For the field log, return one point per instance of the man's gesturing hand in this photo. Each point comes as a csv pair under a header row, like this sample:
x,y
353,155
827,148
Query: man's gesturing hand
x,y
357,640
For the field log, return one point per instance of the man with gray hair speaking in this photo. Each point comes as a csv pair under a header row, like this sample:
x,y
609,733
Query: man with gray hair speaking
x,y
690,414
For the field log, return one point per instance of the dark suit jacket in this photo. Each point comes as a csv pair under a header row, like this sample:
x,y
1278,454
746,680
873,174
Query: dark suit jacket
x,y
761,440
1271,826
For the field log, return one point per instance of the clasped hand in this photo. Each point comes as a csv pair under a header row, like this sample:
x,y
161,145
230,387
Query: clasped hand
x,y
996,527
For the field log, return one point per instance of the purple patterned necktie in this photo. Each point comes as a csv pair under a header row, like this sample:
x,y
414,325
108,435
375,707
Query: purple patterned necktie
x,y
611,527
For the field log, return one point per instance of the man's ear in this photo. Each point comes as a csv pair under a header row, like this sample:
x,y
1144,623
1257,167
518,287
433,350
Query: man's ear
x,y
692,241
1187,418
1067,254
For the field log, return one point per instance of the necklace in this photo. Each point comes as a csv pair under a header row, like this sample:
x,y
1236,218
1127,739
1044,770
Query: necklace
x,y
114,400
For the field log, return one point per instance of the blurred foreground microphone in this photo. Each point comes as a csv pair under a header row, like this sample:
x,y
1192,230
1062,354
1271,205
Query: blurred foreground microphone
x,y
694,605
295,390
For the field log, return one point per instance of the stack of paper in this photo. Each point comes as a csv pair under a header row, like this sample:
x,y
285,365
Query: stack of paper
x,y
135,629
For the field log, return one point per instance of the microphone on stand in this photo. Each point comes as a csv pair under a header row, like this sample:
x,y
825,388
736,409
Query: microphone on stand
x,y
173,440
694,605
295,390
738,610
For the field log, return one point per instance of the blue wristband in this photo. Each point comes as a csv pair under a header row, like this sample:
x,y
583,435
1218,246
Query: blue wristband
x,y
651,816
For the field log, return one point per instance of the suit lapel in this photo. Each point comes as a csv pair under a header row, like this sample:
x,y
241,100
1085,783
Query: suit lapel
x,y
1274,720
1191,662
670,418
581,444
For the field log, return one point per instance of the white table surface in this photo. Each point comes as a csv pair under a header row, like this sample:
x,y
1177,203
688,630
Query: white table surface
───
Which lines of the listing contain the string "table"? Copy every one of them.

◆ **TASK ANSWER**:
For the field log, return one point per instance of the white table surface in this photo. Each point comes as a csv pair under a header row, like this sample:
Query: white table surface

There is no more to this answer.